- PROBLEM DETAILS
Only one stretch of the listing below is wanted. Give it again exactly, from the line with "Shape | the position of each instance looks like (222,160)" through the line with "Wanted | a point on the black".

- SOURCE DATA
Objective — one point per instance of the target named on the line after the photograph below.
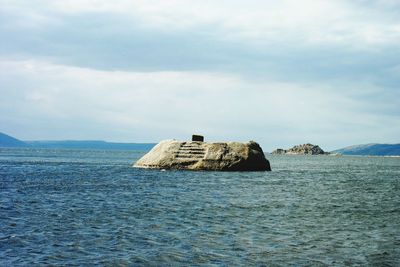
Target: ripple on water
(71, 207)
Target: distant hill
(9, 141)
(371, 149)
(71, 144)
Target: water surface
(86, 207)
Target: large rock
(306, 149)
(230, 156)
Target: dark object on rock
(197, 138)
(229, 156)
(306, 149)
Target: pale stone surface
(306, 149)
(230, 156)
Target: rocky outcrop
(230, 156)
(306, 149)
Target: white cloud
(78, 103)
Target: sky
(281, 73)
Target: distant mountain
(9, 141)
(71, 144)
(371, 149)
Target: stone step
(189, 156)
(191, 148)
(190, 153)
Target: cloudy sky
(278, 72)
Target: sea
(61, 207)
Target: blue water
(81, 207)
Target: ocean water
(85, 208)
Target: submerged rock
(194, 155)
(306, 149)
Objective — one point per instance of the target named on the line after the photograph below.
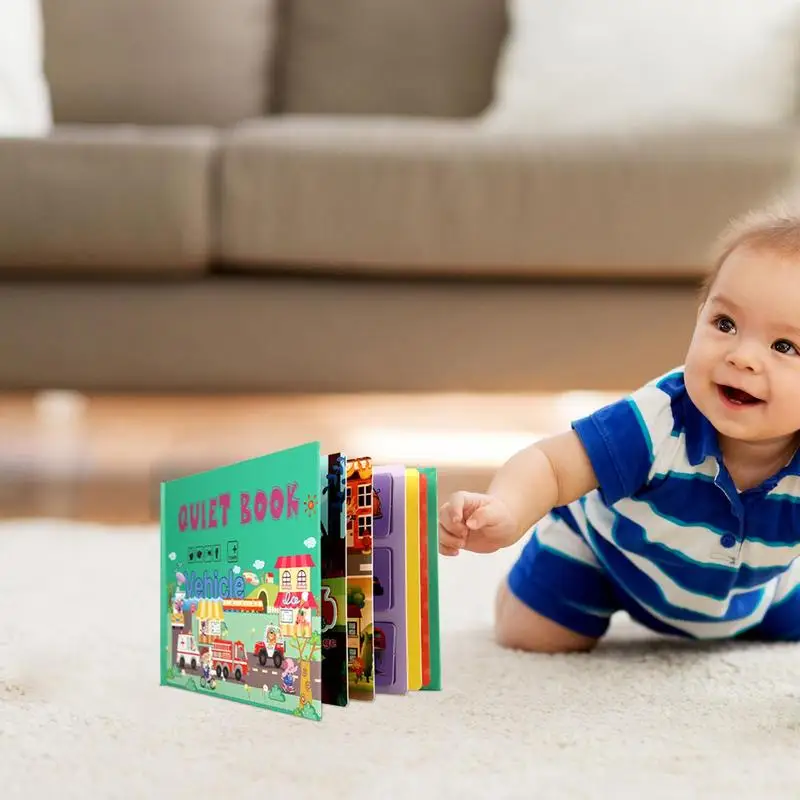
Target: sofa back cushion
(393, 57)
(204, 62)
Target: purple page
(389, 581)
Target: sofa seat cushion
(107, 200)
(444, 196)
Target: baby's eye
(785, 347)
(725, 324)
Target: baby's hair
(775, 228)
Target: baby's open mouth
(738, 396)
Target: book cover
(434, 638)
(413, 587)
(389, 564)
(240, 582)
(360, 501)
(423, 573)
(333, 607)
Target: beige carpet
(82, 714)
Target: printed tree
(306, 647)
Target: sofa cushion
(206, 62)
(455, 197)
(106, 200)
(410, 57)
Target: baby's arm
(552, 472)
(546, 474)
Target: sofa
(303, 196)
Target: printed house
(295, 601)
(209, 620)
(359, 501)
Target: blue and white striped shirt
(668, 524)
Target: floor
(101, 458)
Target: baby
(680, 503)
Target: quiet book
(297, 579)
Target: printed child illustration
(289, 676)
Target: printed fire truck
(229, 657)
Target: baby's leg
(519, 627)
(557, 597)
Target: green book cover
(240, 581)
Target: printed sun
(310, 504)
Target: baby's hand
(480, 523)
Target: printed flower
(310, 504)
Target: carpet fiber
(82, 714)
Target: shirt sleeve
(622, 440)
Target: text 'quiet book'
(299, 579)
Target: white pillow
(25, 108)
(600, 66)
...
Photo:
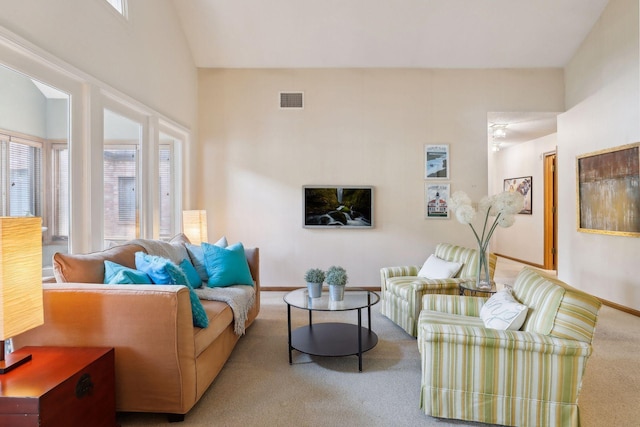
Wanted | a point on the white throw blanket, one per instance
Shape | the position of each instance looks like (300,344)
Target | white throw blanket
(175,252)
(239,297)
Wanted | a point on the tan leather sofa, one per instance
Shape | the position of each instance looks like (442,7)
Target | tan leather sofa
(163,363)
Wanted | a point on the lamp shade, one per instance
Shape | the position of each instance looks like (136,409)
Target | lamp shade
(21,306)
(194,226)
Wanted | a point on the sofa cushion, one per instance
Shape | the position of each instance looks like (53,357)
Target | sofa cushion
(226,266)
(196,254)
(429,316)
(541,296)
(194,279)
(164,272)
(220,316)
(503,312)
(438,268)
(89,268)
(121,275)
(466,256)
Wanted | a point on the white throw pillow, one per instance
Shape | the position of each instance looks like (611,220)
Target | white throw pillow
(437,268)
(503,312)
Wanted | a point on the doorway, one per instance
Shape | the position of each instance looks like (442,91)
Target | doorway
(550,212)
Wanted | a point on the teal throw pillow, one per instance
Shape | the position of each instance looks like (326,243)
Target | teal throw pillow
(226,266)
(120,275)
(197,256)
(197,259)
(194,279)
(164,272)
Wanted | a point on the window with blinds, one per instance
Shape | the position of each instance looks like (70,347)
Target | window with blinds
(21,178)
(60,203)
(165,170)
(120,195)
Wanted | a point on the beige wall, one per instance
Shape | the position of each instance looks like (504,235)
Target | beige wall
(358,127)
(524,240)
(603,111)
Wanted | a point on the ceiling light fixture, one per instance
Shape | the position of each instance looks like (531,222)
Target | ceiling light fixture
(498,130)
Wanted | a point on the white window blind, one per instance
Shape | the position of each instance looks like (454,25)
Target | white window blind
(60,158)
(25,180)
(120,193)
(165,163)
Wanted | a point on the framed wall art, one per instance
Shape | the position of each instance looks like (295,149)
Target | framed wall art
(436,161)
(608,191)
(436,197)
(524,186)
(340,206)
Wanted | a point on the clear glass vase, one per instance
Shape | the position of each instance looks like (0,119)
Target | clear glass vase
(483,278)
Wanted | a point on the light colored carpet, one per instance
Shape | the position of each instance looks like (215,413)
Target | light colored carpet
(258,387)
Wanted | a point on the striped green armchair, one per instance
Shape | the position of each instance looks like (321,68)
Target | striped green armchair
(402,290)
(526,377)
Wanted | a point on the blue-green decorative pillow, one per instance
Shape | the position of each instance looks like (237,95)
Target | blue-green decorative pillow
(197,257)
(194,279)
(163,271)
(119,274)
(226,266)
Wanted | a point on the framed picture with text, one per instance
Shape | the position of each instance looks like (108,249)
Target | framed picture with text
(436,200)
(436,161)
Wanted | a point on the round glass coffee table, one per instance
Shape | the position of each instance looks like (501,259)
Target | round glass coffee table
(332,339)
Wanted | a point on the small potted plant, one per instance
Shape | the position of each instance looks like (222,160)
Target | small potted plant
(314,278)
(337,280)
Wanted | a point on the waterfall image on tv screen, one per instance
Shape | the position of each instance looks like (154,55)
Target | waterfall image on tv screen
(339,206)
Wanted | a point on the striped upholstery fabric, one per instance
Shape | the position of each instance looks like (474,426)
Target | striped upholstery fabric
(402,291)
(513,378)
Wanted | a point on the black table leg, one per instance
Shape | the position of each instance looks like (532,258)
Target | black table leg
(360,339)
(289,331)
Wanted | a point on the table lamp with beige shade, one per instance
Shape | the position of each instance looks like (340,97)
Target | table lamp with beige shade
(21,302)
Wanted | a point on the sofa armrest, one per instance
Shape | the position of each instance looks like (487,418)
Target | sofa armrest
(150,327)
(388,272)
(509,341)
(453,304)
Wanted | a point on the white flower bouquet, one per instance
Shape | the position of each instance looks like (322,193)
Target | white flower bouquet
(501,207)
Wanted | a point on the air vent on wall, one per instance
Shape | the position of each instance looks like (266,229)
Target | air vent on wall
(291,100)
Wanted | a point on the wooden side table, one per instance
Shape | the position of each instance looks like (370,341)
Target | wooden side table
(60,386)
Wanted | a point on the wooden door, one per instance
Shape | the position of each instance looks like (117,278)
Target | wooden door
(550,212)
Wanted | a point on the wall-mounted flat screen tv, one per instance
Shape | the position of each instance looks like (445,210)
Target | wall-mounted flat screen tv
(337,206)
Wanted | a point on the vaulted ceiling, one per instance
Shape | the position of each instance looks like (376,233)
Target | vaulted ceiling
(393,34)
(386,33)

- SOLVED EXERCISE
Shape | the position of each instance looks like (222,160)
Target | small potted plant
(314,278)
(337,280)
Wanted | a point on the waterfall image on tv screen, one per instance
Shape | the position of each instance looks like (154,55)
Target | waterfall image on tv screen
(339,206)
Wanted | a point on the striped upholstery fabric, one per instance
Shape | the position of each instance looks like (474,426)
Target | striped upholstery fabric
(402,291)
(513,378)
Wanted | a point on the black table leg, one per instance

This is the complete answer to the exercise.